═════ SELECTED EXCERPT ═════

Experts have warned against participating in a viral social media trend which sees people use ChatGPT to create an action figure version of themselves.

If you’ve spent any time whatsoever doomscrolling on Instagram or TikTok or dare I say it, LinkedIn recently, you’ll be all too aware of the viral trend.

Obviously, there’s nothing more entertaining and frivolous than seeing AI generated versions of your co-workers and their cute little laptops and piña coladas, but it turns out that it might not be the best idea to take part.

There may well be some benefits to artificial intelligence but often it can produce some pretty disturbing results. Earlier this year, a lad from Norway sued ChatGPT after it falsely claimed he had been convicted of killing two of his kids.

Unfortunately, if you don’t like AI, then you’re going to have to accept that it’s going to become a regular part of our lives. You only need to look at WhatsApp or Facebook messenger to realise that. But it’s always worth saying please and thank you to ChatGPT just in case society does collapse and the AI robots take over, in the hope that they treat you mercifully. Although it might cost them a little more electricity.

═════ DATASET CONTENT ═════

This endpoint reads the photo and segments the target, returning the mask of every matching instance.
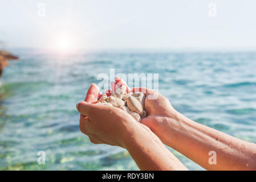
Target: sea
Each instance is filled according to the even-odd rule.
[[[155,89],[179,112],[256,143],[256,52],[12,51],[19,59],[0,78],[0,170],[138,170],[125,149],[94,144],[79,130],[76,103],[99,75],[113,81],[111,70],[157,74]]]

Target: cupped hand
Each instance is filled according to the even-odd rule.
[[[77,105],[80,117],[80,129],[94,144],[104,143],[125,148],[124,137],[129,128],[137,122],[119,108],[96,105],[101,96],[99,87],[93,84],[84,101]]]
[[[132,92],[141,92],[146,95],[145,110],[147,117],[141,123],[148,126],[162,142],[169,139],[168,129],[170,119],[177,121],[178,112],[172,106],[168,100],[159,92],[145,88],[135,88]],[[154,96],[152,97],[152,96]]]

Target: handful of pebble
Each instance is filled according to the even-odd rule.
[[[137,122],[147,115],[145,111],[146,96],[142,92],[126,93],[126,86],[121,86],[109,97],[103,94],[96,104],[105,105],[119,107],[131,114]]]

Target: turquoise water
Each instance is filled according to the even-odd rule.
[[[76,104],[111,68],[159,73],[159,91],[180,112],[256,143],[256,53],[32,53],[17,51],[20,60],[1,78],[1,170],[137,169],[125,150],[92,144],[79,130]],[[37,163],[39,151],[46,165]]]

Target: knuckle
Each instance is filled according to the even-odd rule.
[[[83,118],[82,117],[80,117],[80,121],[79,121],[79,128],[80,131],[81,131],[82,133],[84,133],[86,135],[88,135],[87,132],[86,132],[86,125],[85,125],[85,119]]]

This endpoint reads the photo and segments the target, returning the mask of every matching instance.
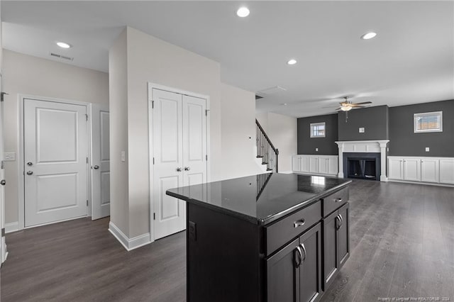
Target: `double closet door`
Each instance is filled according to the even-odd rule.
[[[152,89],[155,239],[186,228],[186,203],[169,189],[206,182],[206,100]]]

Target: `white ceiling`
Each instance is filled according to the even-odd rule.
[[[287,89],[258,111],[329,113],[345,95],[390,106],[454,99],[453,1],[2,1],[1,18],[4,47],[105,72],[110,45],[133,27],[219,62],[225,83]]]

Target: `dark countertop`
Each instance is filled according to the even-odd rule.
[[[167,195],[258,225],[309,206],[351,181],[294,174],[264,174],[171,189]]]

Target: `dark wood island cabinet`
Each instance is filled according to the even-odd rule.
[[[266,174],[168,190],[187,202],[187,301],[318,301],[350,255],[350,182]]]

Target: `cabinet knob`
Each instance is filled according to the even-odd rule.
[[[294,223],[293,223],[293,227],[294,228],[299,228],[301,225],[304,225],[304,223],[306,223],[306,221],[304,221],[304,219],[301,219],[301,220],[298,220],[298,221],[295,221]]]

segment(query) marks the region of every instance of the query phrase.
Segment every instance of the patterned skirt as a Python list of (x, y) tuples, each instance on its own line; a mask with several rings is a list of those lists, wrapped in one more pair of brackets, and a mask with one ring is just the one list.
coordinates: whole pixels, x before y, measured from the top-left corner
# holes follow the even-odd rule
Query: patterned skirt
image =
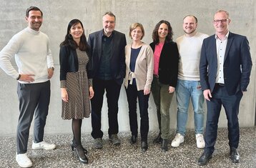
[(86, 71), (67, 74), (68, 102), (62, 100), (63, 119), (83, 119), (90, 116), (89, 84)]

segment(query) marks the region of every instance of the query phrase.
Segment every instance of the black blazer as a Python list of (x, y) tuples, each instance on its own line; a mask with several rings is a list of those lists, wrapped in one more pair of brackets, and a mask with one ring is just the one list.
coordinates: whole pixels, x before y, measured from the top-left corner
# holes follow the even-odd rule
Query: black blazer
[[(246, 36), (230, 32), (224, 56), (224, 81), (229, 95), (247, 91), (252, 69), (249, 42)], [(203, 90), (212, 92), (217, 69), (215, 34), (204, 39), (200, 63)]]
[[(89, 53), (89, 61), (90, 57)], [(87, 65), (88, 79), (92, 79), (89, 71), (89, 62)], [(67, 72), (75, 72), (78, 71), (78, 59), (76, 49), (69, 46), (61, 46), (59, 49), (59, 65), (60, 65), (60, 80), (66, 80)]]
[[(149, 45), (154, 52), (156, 44), (152, 42)], [(178, 61), (179, 51), (177, 44), (174, 41), (165, 42), (161, 51), (158, 69), (159, 80), (161, 83), (176, 87)]]
[[(117, 83), (121, 85), (125, 76), (125, 54), (124, 47), (127, 45), (125, 34), (117, 31), (112, 32), (112, 48), (111, 50), (111, 74)], [(99, 70), (102, 56), (102, 41), (103, 29), (89, 35), (88, 44), (90, 46), (92, 56), (91, 66), (93, 78)]]

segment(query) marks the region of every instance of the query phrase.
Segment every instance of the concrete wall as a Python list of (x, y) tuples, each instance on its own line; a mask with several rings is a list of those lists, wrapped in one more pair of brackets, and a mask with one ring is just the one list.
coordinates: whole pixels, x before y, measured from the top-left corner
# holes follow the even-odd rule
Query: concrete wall
[[(107, 11), (112, 11), (117, 16), (116, 29), (127, 34), (132, 23), (142, 23), (145, 29), (146, 43), (152, 41), (152, 32), (154, 25), (161, 19), (170, 21), (174, 33), (174, 39), (183, 34), (182, 19), (185, 15), (195, 15), (199, 20), (198, 31), (213, 34), (215, 29), (212, 19), (215, 12), (224, 9), (230, 12), (230, 31), (247, 36), (255, 64), (255, 9), (256, 3), (247, 1), (205, 1), (205, 0), (2, 0), (0, 4), (0, 49), (11, 36), (27, 26), (25, 11), (30, 6), (36, 6), (44, 12), (41, 31), (50, 38), (51, 50), (56, 67), (51, 82), (51, 97), (49, 114), (46, 127), (46, 134), (72, 133), (71, 121), (61, 118), (61, 97), (59, 89), (59, 45), (64, 40), (67, 24), (74, 18), (80, 19), (85, 26), (87, 36), (89, 34), (102, 29), (102, 16)], [(14, 65), (14, 61), (12, 61)], [(19, 116), (19, 102), (16, 95), (17, 81), (0, 70), (0, 135), (14, 135)], [(251, 81), (240, 104), (240, 123), (241, 127), (252, 127), (255, 122), (255, 66), (252, 66)], [(176, 128), (176, 98), (172, 102), (171, 127)], [(194, 127), (193, 114), (190, 107), (188, 128)], [(157, 129), (155, 106), (150, 97), (150, 130)], [(122, 87), (119, 99), (118, 115), (119, 131), (129, 130), (127, 102)], [(91, 119), (84, 119), (83, 132), (90, 132)], [(227, 127), (227, 119), (222, 110), (219, 126)], [(107, 131), (107, 104), (104, 102), (102, 110), (102, 128)], [(31, 128), (31, 130), (33, 129)]]

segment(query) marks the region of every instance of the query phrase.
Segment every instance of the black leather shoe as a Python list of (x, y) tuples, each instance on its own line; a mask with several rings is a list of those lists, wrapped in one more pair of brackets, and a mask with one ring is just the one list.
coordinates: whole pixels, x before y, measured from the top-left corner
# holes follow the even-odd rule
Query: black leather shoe
[(131, 144), (134, 144), (137, 142), (137, 137), (135, 135), (132, 135), (131, 139), (129, 141), (129, 143)]
[(85, 156), (83, 147), (82, 145), (78, 146), (74, 150), (77, 153), (78, 159), (83, 164), (88, 164), (88, 158)]
[[(77, 148), (77, 147), (76, 147), (76, 145), (75, 145), (74, 143), (72, 143), (72, 144), (71, 144), (71, 149), (72, 149), (72, 151), (74, 150), (74, 148), (75, 149), (75, 148)], [(87, 149), (85, 149), (85, 148), (84, 148), (84, 147), (82, 147), (82, 148), (83, 148), (83, 150), (84, 150), (84, 154), (87, 154), (87, 153), (88, 153), (88, 151), (87, 150)]]
[(159, 133), (157, 137), (153, 140), (153, 143), (159, 144), (161, 143), (162, 139), (161, 138), (161, 133)]
[(230, 158), (231, 162), (233, 163), (238, 163), (240, 157), (237, 149), (235, 147), (230, 148)]
[(198, 159), (197, 164), (200, 166), (205, 166), (207, 164), (209, 160), (212, 158), (212, 154), (204, 152), (202, 156)]
[(168, 150), (168, 140), (162, 139), (161, 149), (162, 152), (167, 152)]
[(142, 141), (142, 151), (143, 152), (145, 152), (147, 150), (148, 146), (147, 146), (147, 142)]

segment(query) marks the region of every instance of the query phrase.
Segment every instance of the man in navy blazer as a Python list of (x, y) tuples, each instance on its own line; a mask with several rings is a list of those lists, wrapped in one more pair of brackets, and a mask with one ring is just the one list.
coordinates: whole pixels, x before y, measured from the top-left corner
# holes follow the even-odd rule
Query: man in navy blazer
[(103, 29), (89, 35), (94, 97), (92, 99), (92, 136), (94, 147), (101, 149), (103, 132), (101, 117), (104, 92), (107, 92), (109, 138), (119, 144), (118, 138), (118, 99), (125, 76), (125, 34), (114, 30), (116, 16), (111, 11), (102, 17)]
[(215, 150), (217, 124), (222, 105), (227, 119), (230, 157), (239, 162), (239, 104), (250, 81), (252, 59), (246, 36), (229, 31), (229, 14), (219, 10), (213, 25), (216, 33), (203, 41), (200, 74), (207, 114), (205, 134), (205, 147), (197, 164), (205, 165)]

═════

◆ **REQUIREMENT A**:
Please copy the part of the article on the AI action figure trend from "If you’ve spent" to "to take part.".
◆ **REQUIREMENT B**:
Answer these from the article on the AI action figure trend:
(i) What tool do people in the trend use to create action figure versions of themselves?
(ii) What country was the man who sued ChatGPT from?
(iii) Which two messaging services does the article name as showing that AI is becoming a regular part of life?

◆ **EXPECTED OUTPUT A**:
If you’ve spent any time whatsoever doomscrolling on Instagram or TikTok or dare I say it, LinkedIn recently, you’ll be all too aware of the viral trend.

Obviously, there’s nothing more entertaining and frivolous than seeing AI generated versions of your co-workers and their cute little laptops and piña coladas, but it turns out that it might not be the best idea to take part.

◆ **EXPECTED OUTPUT B**:
(i) ChatGPT
(ii) Norway
(iii) WhatsApp and Facebook Messenger